## [Your task]
Lines before the one containing "Query: cumulus cloud" are left out; output the rest of the data exactly, through the final line.

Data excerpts
※
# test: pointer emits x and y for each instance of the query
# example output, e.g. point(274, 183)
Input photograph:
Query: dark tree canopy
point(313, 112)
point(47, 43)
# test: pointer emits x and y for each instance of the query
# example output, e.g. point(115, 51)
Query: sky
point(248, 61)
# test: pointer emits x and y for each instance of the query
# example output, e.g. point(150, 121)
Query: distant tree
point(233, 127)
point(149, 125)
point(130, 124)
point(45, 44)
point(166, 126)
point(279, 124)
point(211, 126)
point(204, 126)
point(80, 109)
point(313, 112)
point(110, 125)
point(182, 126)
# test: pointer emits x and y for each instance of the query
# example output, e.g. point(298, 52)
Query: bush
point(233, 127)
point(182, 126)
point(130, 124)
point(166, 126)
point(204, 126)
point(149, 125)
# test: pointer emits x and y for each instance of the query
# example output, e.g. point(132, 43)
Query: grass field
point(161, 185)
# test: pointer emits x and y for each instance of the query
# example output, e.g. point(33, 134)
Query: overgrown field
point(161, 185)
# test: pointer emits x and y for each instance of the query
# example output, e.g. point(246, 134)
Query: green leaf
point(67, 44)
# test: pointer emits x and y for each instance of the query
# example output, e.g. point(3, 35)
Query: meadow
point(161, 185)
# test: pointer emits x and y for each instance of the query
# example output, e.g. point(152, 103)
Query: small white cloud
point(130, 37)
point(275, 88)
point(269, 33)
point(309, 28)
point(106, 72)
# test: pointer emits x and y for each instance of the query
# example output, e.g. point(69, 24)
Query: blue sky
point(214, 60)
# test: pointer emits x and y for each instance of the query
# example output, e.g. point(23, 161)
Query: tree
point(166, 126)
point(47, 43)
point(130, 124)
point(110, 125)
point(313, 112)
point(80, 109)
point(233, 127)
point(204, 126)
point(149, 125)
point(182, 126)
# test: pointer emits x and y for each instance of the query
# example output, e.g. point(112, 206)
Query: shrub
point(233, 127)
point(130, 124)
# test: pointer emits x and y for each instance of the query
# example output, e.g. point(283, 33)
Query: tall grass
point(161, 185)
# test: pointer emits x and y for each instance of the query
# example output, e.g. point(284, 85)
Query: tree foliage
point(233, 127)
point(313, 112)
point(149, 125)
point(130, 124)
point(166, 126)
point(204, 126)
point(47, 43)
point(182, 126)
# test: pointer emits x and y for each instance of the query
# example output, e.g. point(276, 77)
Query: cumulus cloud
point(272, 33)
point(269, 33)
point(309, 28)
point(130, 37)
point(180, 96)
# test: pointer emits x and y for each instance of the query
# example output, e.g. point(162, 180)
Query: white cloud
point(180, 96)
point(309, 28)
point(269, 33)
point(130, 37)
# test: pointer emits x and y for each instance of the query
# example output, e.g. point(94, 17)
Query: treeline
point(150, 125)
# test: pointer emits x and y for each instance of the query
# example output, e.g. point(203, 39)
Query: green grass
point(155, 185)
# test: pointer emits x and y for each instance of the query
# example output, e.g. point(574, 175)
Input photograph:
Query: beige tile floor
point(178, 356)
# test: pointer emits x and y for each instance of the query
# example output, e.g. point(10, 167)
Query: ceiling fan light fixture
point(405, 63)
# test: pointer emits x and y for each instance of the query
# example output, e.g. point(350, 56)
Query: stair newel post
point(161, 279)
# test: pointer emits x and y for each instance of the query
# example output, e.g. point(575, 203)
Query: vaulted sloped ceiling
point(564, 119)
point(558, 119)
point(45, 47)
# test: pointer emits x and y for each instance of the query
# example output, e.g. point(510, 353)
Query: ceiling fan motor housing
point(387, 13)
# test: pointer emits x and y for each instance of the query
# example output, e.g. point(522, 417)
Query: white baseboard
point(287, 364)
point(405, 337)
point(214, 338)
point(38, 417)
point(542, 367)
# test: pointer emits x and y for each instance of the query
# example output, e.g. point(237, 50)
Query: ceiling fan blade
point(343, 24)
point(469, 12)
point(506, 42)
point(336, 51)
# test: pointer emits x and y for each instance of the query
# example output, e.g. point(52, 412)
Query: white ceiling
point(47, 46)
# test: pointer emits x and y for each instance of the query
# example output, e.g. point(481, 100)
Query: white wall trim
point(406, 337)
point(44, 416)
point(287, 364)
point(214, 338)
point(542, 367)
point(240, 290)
※
## [Result for this task]
Query: cumulus cloud
point(272, 33)
point(269, 33)
point(309, 28)
point(130, 37)
point(180, 96)
# test: pointer emits x and y for each instance of the query
# example output, e.g. point(162, 180)
Query: white cloud
point(180, 96)
point(309, 28)
point(269, 33)
point(130, 37)
# test: pointer emits x and y for each instance of the query
# example output, e.g. point(94, 17)
Query: treeline
point(150, 125)
# test: pointer emits x and y for each instance of the query
# example output, e.g. point(203, 39)
Query: green grass
point(155, 185)
# test: pointer emits x and y for each instance of the query
# example output, e.g. point(574, 175)
Input photograph:
Query: beige tile floor
point(178, 356)
# test: pointer emits x and y for each instance of the query
# example output, e.g. point(10, 167)
Query: ceiling fan light fixture
point(405, 63)
# test: pointer emits x and y for each instance of the query
# example output, e.g. point(350, 56)
Query: stair newel post
point(161, 279)
# test: pointer emits x and y for each instance of the query
# example output, e.g. point(575, 203)
Query: vaulted sloped ceiling
point(564, 119)
point(558, 119)
point(45, 47)
# test: pointer emits x and y for each instance of the query
# example output, e.g. point(510, 353)
Query: ceiling fan motor housing
point(387, 13)
# test: pointer emits x and y for each instance of the query
# example output, e.g. point(522, 417)
Query: white baseboard
point(287, 364)
point(405, 337)
point(214, 338)
point(38, 417)
point(542, 367)
# test: pointer emits x and y for each instance of the query
# example output, e.g. point(237, 50)
Query: ceiling fan blade
point(343, 24)
point(469, 12)
point(506, 42)
point(336, 51)
# test: pointer emits x and y for each instance of the query
# example output, e.g. point(52, 412)
Query: white ceiling
point(47, 46)
# test: pointer emits x and y for each instance of the query
# example output, e.g. point(481, 100)
Query: white wall trim
point(406, 337)
point(44, 416)
point(287, 364)
point(214, 338)
point(542, 367)
point(240, 290)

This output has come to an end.